• Exercise description
Extract the section of the trading conditions survey from "Business Outlook" to "as last year.", copying it word for word.

• Selected excerpt
----
2009 Trading Conditions Survey
Highlights
- Strong euro impacting on stock costs and squeezes margins.
- Banking costs affecting many local businesses. Lending conditions remain tight.
- High business costs and competition from Spain have the biggest impact on local businesses.
- Members returning completed questionnaires employed more than 2,500 people or around 1/6 of the private sector workforce in Gibraltar.
- 30 per cent response rate (83 completed questionnaires returned).
Employment levels
One quarter of respondents said that they had increased the number of employees in the previous 12 months. These were in the non-banking parts of the finance sector mainly insurance and “Other Financial” categories. This was counterbalanced by a similar number of respondents who said that they had reduced the number of employees in the same period, predominantly in the construction, gaming and banking sectors, although a number of retailers had also reduced staff levels. The remaining 50 per cent of respondents said that there had been no change to staffing levels during the period.
One poignant question asked of respondents was whether in the light of the global recession, employers were expecting to make redundancies in the year ahead. Just 10 per cent of respondents said that they expected to make job cuts, but a further third (36 per cent) said that they were unsure if job cuts would be necessary. A certain degree of reassurance was given by more than half of respondents (54 per cent) who responded that they had no plans to make job cuts in the year ahead.
Business Performance
Around half of those responding said that they had seen an increase in sales compared with the previous year. Just under a third of respondents (31 per cent) said that they had seen a fall in sales whilst a fifth (20 per cent) said that their sales had been flat compared with the previous year.
Of those who had seen increases, wholesaling, legal, insurance, other finance, and the port and shipping sectors all reported healthy double digit increases in sales. The sectors hardest hit were banking, construction and transport which all reported sharp falls compared with the previous year or at best flat sales levels.
The one puzzle in this result is that the increases in sales reported by retailers and particularly wholesalers conflict with the decrease in business reported by transport companies. This could be explained perhaps by the significant increase in volume of transport companies entering Gibraltar to supply goods but not using local transport and customs clearing agents. Should a levy be introduced on such non-local trucking firms and if so who might benefit? The Chamber does not wish to see an increase in business costs just to support a number of small local firms. We would, however, want to encourage people to use local firms where the service level, quality and price are better to that offered by outside firms.
Business Outlook
More worrying perhaps is the expectation of what lies ahead for the business community. Nearly a quarter of respondents (23 per cent) expect the next year to be better than the previous year. However, 40 per cent of those responding expect the outlook to deteriorate in the year ahead. A similar amount (37 per cent) expect trading conditions in the year ahead to be the same as last year.
----
• Dataset excerpt
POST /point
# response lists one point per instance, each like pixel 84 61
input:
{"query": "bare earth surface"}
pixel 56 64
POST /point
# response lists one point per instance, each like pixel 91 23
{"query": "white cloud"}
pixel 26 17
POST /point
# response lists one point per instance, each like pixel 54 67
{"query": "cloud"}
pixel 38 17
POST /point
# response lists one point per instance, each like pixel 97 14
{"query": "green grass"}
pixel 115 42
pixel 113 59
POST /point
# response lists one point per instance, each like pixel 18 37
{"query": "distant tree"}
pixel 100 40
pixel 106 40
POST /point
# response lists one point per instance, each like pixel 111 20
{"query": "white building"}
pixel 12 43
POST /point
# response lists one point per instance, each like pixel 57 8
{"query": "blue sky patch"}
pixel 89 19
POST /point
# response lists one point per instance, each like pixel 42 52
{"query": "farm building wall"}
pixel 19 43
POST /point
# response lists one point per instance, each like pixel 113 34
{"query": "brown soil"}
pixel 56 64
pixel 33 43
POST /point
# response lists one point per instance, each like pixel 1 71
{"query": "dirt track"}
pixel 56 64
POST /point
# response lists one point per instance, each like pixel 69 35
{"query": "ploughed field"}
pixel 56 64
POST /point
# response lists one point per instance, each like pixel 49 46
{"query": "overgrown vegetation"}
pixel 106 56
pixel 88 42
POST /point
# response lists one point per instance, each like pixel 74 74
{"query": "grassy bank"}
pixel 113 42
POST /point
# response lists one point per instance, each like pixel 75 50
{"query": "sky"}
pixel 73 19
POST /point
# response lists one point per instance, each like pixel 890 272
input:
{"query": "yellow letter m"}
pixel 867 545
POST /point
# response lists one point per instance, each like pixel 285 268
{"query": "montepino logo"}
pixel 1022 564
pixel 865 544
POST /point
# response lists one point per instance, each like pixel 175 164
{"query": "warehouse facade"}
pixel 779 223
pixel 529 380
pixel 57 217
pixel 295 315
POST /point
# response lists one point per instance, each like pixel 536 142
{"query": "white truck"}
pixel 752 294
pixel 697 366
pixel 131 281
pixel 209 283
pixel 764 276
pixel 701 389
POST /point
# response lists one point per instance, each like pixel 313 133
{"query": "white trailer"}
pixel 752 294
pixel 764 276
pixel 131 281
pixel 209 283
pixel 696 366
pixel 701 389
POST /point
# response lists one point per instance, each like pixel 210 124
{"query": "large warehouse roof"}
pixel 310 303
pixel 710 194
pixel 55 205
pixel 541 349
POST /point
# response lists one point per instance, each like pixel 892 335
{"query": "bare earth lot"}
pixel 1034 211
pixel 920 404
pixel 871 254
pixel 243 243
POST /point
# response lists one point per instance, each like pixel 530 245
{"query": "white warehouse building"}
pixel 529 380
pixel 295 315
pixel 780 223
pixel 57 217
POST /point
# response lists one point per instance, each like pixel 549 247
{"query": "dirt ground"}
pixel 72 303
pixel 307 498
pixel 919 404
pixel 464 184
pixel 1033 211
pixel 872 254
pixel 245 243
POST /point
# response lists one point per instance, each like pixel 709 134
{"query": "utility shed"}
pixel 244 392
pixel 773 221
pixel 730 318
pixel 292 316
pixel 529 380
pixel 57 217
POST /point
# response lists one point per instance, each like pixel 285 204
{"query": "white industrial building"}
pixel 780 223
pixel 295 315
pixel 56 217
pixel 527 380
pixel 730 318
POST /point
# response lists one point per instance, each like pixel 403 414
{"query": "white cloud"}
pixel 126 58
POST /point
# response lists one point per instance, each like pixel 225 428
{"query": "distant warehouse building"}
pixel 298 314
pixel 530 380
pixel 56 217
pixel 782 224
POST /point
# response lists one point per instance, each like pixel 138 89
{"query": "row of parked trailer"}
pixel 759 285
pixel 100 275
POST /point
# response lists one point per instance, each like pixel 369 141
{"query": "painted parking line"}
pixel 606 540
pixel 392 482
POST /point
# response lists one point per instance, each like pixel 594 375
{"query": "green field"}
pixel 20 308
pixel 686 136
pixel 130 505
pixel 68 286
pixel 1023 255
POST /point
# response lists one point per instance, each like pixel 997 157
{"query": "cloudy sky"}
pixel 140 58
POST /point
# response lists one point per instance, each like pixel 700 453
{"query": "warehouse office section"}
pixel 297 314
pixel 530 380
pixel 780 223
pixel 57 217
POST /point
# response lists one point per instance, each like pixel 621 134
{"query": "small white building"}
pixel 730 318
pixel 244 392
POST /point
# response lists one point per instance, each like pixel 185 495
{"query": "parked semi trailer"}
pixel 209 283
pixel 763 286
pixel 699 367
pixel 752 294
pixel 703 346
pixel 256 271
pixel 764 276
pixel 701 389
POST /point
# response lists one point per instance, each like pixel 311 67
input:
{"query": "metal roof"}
----
• Finished answer
Business Outlook
More worrying perhaps is the expectation of what lies ahead for the business community. Nearly a quarter of respondents (23 per cent) expect the next year to be better than the previous year. However, 40 per cent of those responding expect the outlook to deteriorate in the year ahead. A similar amount (37 per cent) expect trading conditions in the year ahead to be the same as last year.